- **Input rows**:

####################

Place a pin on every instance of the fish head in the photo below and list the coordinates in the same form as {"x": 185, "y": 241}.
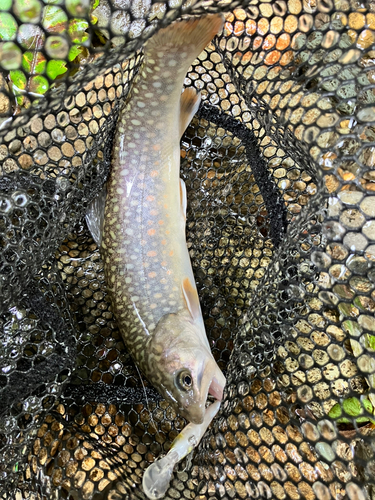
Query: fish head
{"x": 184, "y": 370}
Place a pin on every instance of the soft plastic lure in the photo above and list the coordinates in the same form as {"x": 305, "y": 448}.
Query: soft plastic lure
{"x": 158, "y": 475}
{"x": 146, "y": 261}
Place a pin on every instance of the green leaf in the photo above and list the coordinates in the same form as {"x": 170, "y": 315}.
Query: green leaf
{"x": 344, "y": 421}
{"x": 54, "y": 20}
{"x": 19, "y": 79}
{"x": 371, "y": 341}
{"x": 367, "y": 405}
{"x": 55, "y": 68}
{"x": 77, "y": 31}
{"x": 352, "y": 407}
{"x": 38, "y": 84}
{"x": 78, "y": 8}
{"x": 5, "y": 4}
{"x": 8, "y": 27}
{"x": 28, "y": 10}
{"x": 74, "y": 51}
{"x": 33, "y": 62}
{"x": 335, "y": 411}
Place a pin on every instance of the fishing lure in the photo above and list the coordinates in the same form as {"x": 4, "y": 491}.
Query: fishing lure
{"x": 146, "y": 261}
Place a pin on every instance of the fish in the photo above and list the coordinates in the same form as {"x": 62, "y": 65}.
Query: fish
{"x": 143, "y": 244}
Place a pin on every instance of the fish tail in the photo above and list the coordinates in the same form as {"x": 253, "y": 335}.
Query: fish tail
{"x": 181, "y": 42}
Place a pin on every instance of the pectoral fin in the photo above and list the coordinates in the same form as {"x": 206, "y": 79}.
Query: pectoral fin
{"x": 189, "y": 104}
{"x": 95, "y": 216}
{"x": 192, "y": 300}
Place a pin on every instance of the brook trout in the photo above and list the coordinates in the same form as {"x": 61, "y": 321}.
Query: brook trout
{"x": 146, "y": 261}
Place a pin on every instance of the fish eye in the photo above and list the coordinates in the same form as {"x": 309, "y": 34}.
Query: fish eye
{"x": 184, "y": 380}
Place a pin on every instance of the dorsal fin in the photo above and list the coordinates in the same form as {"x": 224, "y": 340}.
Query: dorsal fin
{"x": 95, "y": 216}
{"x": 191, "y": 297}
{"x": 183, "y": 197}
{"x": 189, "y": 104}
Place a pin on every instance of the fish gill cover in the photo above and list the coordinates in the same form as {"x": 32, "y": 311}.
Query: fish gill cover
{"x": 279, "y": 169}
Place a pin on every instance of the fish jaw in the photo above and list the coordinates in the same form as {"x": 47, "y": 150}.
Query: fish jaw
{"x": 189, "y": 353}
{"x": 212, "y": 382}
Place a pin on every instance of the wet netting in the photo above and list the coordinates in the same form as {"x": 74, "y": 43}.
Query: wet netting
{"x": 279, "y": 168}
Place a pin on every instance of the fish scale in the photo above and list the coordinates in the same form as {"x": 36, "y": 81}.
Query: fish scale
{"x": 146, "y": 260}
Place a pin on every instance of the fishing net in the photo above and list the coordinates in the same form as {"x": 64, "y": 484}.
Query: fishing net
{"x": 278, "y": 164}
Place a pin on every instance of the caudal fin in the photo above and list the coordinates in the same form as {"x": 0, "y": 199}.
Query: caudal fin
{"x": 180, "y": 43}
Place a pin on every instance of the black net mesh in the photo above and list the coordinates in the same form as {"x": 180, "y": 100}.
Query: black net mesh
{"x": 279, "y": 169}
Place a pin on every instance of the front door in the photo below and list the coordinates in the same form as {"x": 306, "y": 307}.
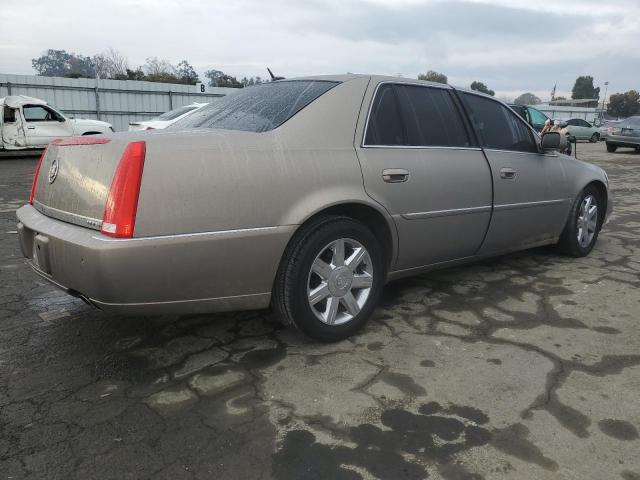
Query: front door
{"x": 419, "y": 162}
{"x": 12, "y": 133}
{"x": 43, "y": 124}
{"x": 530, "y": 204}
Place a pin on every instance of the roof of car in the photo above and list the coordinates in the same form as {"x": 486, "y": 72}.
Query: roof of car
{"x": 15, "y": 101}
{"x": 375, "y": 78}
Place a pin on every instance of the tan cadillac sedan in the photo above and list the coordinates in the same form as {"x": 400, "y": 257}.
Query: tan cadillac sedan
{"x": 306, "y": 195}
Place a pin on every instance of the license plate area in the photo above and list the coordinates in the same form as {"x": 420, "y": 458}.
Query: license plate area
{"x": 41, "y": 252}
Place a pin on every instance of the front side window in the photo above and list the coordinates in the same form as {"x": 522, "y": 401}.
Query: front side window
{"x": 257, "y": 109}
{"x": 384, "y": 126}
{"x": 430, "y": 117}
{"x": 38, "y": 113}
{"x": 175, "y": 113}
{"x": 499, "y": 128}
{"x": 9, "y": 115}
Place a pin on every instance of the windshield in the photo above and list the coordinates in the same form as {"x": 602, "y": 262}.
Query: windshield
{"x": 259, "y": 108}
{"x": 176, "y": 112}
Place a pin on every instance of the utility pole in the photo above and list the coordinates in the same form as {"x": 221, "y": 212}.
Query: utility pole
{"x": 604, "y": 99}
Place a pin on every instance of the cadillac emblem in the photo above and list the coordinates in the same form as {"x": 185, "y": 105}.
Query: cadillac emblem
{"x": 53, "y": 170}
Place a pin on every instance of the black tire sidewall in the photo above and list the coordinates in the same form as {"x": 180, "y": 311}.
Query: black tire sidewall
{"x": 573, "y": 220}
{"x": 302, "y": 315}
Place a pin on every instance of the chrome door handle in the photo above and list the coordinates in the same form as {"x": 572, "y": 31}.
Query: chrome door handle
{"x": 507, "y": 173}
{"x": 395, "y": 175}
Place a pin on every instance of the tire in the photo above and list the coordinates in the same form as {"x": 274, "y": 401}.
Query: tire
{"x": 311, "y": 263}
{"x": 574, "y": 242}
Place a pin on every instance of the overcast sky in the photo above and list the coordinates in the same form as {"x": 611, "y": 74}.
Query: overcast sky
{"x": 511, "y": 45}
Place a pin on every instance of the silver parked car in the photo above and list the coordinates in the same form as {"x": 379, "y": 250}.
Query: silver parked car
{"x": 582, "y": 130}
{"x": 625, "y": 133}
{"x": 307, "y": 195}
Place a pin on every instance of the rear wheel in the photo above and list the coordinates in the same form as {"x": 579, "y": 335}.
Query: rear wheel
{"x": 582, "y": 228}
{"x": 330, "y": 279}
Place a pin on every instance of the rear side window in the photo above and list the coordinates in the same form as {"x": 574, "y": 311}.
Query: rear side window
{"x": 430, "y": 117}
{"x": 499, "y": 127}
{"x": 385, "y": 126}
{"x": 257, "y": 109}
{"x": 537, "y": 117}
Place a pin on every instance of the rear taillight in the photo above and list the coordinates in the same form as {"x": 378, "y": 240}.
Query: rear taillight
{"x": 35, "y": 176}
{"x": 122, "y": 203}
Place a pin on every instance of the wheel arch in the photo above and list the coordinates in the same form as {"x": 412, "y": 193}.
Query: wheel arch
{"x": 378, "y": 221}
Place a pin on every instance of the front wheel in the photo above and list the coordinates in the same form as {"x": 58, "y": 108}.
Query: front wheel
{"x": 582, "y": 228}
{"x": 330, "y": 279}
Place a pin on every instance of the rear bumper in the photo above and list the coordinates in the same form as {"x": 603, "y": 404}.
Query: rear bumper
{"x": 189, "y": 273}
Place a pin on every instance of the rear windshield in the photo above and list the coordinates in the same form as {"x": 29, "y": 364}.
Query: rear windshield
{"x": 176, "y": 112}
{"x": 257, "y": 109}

####################

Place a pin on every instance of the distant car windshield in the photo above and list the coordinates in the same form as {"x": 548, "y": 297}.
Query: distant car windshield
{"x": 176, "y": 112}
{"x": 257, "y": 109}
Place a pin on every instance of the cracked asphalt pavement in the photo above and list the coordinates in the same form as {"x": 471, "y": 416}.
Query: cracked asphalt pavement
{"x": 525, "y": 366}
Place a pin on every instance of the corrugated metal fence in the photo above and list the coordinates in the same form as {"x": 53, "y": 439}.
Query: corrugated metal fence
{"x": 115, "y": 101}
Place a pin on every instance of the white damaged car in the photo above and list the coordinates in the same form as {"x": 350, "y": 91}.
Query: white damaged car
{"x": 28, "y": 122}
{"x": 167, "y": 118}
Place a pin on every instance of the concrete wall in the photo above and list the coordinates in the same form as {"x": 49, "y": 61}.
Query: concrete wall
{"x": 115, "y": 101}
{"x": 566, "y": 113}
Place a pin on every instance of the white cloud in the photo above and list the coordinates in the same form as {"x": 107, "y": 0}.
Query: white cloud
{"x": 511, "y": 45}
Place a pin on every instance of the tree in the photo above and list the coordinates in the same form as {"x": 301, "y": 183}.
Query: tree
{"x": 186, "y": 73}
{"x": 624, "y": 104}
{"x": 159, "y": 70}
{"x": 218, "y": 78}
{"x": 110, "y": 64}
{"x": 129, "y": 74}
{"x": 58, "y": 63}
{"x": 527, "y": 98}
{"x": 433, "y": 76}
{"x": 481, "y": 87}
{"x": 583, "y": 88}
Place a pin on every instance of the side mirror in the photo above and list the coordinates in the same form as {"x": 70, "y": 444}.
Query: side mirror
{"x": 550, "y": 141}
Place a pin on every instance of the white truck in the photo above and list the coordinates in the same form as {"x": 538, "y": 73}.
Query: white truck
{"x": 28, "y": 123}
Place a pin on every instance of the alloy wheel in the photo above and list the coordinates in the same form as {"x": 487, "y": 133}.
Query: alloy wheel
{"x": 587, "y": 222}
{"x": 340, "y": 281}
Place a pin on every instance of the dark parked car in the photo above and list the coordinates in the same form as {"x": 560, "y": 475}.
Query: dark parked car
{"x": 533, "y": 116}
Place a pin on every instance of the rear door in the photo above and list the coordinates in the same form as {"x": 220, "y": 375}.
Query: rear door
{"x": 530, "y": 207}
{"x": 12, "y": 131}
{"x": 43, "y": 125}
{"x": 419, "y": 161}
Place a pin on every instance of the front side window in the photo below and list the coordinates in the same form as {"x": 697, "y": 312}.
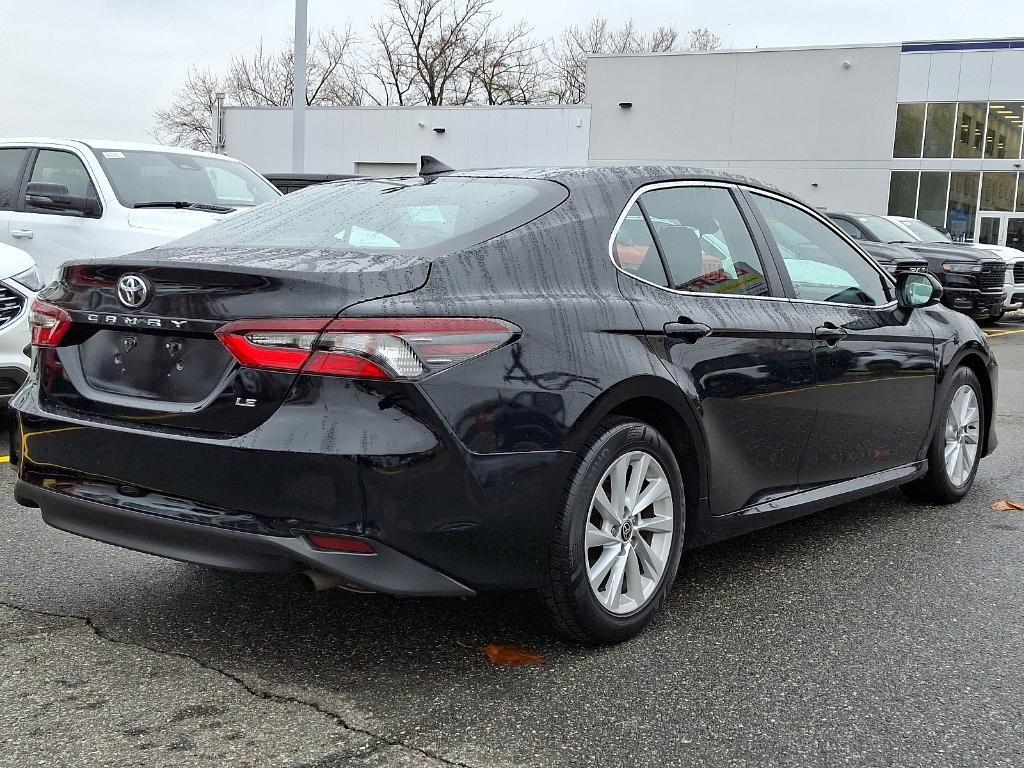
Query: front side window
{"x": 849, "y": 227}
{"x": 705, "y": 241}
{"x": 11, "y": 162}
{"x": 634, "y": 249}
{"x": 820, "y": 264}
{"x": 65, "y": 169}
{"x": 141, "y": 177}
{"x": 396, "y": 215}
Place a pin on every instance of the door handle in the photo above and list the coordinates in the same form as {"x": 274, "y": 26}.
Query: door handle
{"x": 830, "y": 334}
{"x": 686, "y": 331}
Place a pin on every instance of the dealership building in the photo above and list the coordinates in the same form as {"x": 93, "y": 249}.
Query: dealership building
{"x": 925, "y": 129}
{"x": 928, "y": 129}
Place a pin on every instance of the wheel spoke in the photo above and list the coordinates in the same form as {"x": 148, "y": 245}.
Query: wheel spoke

####################

- **Aim**:
Report every line of the data above that contains the string "area". Case counts: a line matches only if its letters have the same capitalization.

- **The reply**:
Place a pin on every instance of the license plate area in the photo above and list the coordinates in the same form as {"x": 420, "y": 458}.
Query: license plate area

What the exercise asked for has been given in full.